■ **Task**
The lines to extract run from the first line of the entries through the line that contains "positive clicks: (1522, 1362) (1509, 1104)"; reproduce exactly those lines and no others.

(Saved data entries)

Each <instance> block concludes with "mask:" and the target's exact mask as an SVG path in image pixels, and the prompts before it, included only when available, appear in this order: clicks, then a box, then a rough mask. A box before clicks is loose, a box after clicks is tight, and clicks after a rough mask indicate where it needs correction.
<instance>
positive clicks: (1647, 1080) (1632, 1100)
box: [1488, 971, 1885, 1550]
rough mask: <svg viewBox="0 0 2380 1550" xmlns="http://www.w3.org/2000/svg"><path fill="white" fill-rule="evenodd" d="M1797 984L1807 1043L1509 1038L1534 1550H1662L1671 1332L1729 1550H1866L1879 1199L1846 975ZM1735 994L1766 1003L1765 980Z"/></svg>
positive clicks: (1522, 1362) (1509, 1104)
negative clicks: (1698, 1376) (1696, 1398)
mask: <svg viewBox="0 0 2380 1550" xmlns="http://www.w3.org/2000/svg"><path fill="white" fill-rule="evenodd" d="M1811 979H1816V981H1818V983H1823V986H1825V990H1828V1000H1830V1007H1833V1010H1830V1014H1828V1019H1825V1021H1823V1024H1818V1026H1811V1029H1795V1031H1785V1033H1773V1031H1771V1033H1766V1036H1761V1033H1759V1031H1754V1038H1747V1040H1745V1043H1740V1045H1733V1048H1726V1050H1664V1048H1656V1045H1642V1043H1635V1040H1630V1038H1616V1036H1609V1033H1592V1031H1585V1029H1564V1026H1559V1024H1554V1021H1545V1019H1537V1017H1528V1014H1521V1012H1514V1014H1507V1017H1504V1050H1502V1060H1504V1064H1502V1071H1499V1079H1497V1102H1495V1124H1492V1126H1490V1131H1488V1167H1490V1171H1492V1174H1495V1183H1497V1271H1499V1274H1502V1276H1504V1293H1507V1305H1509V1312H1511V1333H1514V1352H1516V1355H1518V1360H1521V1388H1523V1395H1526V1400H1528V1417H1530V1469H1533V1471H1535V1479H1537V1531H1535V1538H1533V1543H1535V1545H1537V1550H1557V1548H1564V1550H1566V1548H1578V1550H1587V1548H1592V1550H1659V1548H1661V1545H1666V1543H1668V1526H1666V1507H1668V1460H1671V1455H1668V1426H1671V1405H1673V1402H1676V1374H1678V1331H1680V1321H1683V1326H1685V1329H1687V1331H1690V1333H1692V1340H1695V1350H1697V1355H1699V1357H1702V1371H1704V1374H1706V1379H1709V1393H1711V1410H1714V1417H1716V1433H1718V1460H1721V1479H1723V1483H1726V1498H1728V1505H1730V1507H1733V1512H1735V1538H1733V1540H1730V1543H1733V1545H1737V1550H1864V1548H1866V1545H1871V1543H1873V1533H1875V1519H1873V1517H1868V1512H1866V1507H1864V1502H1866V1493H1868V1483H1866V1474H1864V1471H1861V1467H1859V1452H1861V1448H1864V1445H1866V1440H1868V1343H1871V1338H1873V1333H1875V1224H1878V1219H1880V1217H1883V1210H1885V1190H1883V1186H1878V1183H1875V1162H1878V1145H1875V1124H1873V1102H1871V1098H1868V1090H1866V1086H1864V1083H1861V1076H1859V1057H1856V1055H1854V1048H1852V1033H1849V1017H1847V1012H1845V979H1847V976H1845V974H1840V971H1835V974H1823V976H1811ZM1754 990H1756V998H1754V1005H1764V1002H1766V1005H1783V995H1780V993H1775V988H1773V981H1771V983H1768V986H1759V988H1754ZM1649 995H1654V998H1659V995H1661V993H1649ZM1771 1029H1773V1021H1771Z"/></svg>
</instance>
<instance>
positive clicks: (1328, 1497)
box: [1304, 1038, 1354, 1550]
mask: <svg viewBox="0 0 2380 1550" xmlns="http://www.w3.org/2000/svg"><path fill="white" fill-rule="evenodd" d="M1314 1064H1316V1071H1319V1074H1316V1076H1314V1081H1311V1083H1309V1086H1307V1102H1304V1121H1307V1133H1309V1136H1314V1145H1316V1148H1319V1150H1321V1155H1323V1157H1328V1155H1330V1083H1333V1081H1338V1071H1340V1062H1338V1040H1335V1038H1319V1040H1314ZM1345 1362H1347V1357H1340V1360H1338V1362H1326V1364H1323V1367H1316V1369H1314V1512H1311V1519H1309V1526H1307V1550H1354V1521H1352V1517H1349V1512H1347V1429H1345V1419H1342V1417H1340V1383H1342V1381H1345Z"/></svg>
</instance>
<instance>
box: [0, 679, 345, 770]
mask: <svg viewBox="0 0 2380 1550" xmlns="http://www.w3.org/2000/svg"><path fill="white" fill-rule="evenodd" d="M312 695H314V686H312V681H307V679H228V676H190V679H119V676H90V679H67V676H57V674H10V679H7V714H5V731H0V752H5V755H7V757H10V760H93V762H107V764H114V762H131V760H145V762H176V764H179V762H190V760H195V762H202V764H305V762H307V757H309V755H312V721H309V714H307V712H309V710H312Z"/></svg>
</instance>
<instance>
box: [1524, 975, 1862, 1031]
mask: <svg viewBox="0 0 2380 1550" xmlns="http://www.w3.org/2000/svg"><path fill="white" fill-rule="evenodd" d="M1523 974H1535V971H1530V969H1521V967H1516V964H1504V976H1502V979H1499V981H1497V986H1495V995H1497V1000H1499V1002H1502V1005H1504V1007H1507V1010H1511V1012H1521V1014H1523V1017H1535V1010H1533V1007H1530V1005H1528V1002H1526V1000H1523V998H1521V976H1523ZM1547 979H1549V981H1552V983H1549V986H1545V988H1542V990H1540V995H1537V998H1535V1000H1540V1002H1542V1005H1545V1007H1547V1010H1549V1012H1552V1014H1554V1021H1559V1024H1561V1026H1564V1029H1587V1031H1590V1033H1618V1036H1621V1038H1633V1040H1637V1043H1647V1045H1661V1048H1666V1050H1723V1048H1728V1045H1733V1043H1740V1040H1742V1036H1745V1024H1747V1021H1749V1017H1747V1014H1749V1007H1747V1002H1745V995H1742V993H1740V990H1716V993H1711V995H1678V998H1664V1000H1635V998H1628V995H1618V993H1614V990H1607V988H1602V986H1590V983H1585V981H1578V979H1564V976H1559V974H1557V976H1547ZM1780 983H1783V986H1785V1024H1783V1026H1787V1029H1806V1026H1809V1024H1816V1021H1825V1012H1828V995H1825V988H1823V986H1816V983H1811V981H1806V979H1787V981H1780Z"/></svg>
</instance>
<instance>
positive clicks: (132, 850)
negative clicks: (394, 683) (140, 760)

■ **Written response**
Each <instance> block concludes with "mask:" and the target's exact mask as an SVG path in image pixels, and the prompts before it, included only when available, appear in this order: clicks, then a box, then a rough mask. A box before clicks is loose, a box after clicks is tight, and clicks after a rough mask indicate where it needs correction.
<instance>
positive clicks: (1647, 1080) (1632, 1100)
box: [1488, 971, 1885, 1550]
rough mask: <svg viewBox="0 0 2380 1550" xmlns="http://www.w3.org/2000/svg"><path fill="white" fill-rule="evenodd" d="M1797 984L1807 1043L1509 1038L1534 1550H1662L1671 1332L1729 1550H1866L1879 1199L1846 975ZM1735 994L1766 1003L1765 980Z"/></svg>
positive clicks: (1522, 1362) (1509, 1104)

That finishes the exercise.